§ **EXERCISE**:
Skipping all pictures, please restate word for word the lines from the one that contains "The result shall" through the last line of the entries.

§ **DATASET EXCERPTS**:
--*--

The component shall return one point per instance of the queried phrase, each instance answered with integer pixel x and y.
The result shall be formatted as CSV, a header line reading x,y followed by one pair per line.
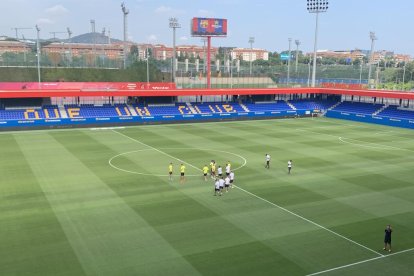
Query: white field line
x,y
256,196
378,146
361,262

--*--

§ **ANSWER TO THE EXERCISE**:
The result shall be formatted as CSV, a header line reading x,y followed by one pair per line.
Query: white field line
x,y
256,196
378,146
361,262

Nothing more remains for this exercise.